# Page extract

Hi, sorry for my late reply. He believes we can fix it by going to couple's counseling. I honestly do not think he has a porn addiction now, maybe he did in the past. However, he doesn't spend time on his computer and he barely spends any time on his phone when he is home. So, porn it's really not the problem.

What is his problem? i really don't know. However, i have done some thinking after my last post, we have had some talks about our situation. We have been intimate in 2 occasions after that, he was the one to initiate and while i should have been thrilled that he did, i just did not want to be intimate with him. I went along with it of course, because it had been at least 5 months or 6 months, can't remember. There was no passion about it, no foreplay, it was as always, in bed, at night, lights off....the usual. I felt nothing, actually, i did feel something. Frustration, because i simply did not enjoy it.

I realized that I have reached my limits, I just don't have anything left in me to keep going. 7 years is a long time and i am done. It is really unfortunate because we have a small child and that is the only thing that makes me question whether i should leave or stay. It is a scary thing to think about. I don't even know what to do. I have done everything in my power, in the past to make things better, it is true that we never tried couple's counseling, but he never thought he had a problem. Even now, he thinks he is fine. Should we try MC now? I guess we could, the problem is that i am so detached from him, i just don't want anything sexual with him. I have no feelings for him, neither romantic or sexual. I care about him and i love him, but i do not feel in love. We are pretty much like roommates or really good friends at this point.

# Tasks to perform
A - In the forum post, what does the writer's partner believe will fix their situation?
B - Output the forum post's text from "What is his" up to and including "not enjoy it.".

# Study material
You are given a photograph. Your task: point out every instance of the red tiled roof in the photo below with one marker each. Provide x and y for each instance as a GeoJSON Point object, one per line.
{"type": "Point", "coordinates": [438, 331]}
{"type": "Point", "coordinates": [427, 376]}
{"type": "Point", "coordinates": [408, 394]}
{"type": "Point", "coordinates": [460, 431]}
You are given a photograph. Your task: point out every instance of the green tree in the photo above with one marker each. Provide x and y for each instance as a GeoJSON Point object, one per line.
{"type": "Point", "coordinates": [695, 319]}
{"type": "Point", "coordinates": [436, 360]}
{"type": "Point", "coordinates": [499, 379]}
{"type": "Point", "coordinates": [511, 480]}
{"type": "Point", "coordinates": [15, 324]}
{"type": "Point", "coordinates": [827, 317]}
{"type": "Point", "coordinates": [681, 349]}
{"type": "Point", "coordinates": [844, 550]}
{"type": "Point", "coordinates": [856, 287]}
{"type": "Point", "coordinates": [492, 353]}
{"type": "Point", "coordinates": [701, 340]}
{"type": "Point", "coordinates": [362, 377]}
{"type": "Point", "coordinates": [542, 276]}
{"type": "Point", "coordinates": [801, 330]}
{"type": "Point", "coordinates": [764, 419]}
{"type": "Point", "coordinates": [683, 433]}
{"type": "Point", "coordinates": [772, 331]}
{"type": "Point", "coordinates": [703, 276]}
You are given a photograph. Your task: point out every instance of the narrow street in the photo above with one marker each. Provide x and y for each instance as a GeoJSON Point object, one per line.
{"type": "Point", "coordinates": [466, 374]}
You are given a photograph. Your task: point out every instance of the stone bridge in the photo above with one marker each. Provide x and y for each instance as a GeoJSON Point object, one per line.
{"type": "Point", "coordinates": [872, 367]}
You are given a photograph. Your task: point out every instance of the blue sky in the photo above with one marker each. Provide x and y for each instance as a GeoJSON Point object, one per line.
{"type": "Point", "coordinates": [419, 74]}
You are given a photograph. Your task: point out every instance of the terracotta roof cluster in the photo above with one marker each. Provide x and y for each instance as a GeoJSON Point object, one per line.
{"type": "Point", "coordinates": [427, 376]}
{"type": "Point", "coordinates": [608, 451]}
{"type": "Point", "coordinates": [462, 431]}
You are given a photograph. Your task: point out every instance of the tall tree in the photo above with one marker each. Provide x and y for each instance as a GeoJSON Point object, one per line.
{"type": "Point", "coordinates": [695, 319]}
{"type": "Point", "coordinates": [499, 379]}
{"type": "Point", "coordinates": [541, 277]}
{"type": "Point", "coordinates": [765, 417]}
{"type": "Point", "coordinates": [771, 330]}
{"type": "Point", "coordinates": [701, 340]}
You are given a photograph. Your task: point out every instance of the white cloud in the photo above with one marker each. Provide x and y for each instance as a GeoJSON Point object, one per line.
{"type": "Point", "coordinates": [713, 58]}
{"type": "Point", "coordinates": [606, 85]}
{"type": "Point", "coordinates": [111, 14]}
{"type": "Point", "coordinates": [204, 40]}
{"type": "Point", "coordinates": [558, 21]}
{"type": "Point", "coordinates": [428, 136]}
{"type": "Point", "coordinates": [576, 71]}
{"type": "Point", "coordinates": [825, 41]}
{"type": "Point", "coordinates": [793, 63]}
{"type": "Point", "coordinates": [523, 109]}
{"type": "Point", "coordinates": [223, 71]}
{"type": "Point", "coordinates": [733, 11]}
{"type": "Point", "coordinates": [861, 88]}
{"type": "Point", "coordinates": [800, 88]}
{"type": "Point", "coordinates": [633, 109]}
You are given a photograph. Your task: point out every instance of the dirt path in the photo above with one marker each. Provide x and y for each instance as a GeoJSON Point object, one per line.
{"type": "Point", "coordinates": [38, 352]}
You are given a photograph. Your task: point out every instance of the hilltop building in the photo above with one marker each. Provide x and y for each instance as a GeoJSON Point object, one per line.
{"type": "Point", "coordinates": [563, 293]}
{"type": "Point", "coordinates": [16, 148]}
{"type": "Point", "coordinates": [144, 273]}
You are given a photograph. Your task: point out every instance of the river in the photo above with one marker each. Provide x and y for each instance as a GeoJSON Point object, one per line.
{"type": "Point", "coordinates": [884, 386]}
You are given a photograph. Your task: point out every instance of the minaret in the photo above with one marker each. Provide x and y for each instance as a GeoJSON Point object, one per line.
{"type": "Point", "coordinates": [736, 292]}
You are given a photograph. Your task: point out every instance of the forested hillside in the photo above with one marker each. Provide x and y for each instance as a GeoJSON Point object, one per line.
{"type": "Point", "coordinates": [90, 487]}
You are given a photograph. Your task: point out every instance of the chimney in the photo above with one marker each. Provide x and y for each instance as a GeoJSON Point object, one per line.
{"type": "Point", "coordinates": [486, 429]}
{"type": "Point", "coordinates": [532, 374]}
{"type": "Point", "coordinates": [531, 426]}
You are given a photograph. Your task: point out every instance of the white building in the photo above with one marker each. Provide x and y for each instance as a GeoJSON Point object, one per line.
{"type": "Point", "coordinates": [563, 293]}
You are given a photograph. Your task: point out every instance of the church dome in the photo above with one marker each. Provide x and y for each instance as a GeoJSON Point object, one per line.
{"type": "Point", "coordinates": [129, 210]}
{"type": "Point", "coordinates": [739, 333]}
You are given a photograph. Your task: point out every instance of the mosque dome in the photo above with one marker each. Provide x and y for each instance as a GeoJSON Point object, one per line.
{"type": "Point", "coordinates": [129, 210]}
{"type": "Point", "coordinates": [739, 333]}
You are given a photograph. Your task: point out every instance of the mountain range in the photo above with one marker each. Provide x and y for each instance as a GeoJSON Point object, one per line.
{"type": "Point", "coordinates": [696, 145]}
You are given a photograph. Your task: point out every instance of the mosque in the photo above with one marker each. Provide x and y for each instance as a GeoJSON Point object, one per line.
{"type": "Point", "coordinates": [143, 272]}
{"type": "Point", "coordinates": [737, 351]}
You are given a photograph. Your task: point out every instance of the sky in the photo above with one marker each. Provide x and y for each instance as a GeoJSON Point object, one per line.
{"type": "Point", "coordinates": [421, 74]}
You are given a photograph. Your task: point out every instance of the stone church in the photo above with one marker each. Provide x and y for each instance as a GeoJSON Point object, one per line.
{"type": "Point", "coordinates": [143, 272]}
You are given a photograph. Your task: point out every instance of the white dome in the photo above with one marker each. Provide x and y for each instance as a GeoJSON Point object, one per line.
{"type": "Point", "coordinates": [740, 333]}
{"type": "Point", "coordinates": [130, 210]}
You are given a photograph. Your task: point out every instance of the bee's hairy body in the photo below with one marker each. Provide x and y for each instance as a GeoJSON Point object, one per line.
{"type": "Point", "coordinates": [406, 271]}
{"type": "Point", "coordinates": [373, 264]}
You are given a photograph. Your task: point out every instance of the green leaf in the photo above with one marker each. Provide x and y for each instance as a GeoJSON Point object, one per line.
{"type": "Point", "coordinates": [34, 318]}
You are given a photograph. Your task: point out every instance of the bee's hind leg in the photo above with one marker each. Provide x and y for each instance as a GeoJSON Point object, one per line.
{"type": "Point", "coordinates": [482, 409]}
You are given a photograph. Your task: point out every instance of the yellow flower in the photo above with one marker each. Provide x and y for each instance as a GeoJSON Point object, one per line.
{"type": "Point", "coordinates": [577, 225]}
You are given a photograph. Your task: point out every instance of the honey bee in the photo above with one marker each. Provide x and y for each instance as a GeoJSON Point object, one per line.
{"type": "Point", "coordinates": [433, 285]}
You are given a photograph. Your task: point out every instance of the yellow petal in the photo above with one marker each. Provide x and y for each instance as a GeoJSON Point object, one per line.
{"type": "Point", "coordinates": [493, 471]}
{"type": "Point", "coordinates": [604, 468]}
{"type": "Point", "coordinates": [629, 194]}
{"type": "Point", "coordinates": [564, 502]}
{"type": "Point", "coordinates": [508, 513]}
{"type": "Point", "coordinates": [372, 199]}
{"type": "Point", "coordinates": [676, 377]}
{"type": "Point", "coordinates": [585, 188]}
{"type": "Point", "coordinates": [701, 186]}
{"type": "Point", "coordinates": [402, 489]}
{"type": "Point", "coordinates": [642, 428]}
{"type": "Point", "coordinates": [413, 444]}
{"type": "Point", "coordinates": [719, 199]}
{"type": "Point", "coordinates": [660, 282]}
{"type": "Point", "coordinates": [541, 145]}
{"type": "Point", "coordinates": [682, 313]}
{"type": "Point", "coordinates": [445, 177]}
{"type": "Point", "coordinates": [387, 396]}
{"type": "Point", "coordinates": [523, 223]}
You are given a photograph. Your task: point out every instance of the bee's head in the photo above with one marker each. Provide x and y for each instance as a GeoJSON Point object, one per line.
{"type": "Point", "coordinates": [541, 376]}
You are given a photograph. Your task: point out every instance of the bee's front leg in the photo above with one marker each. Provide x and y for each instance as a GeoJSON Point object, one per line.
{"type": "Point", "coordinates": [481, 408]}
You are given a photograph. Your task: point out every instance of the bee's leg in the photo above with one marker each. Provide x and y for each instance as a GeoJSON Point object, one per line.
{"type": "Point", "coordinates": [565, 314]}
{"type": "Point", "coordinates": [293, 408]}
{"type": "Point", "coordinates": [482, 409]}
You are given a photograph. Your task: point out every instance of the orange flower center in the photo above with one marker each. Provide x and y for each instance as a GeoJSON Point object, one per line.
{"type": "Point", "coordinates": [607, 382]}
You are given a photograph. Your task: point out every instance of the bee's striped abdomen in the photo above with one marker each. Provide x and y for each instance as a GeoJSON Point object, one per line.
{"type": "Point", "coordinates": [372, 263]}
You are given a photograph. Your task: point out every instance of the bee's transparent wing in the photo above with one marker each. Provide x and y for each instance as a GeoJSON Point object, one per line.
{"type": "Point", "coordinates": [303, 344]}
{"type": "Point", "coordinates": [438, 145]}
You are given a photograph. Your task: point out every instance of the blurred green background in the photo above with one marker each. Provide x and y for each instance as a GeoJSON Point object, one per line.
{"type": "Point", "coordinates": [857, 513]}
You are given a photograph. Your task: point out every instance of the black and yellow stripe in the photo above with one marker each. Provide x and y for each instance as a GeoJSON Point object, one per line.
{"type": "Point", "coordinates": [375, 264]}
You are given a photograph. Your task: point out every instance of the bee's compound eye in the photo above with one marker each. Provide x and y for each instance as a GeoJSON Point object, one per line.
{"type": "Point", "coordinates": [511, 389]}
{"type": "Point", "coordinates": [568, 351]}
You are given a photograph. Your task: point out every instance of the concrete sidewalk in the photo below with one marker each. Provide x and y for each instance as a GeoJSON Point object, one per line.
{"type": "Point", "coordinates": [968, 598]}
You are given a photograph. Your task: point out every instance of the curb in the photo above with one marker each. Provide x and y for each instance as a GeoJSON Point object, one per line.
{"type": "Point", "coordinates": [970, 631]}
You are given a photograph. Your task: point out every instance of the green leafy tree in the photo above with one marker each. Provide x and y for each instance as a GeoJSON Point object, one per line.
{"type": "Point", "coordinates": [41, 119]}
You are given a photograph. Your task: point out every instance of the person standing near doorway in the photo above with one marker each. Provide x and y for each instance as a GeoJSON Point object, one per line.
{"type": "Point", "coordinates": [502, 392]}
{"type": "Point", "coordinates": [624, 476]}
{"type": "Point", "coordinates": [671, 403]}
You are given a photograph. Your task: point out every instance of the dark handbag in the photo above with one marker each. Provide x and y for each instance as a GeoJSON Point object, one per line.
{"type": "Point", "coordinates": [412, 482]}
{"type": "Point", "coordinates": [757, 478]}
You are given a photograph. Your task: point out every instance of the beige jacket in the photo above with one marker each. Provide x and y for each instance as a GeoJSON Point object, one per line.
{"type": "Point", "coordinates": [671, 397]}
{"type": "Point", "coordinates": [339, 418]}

# Answers to the problems
A - Going to couple's counseling.

B -
What is his problem? i really don't know. However, i have done some thinking after my last post, we have had some talks about our situation. We have been intimate in 2 occasions after that, he was the one to initiate and while i should have been thrilled that he did, i just did not want to be intimate with him. I went along with it of course, because it had been at least 5 months or 6 months, can't remember. There was no passion about it, no foreplay, it was as always, in bed, at night, lights off....the usual. I felt nothing, actually, i did feel something. Frustration, because i simply did not enjoy it.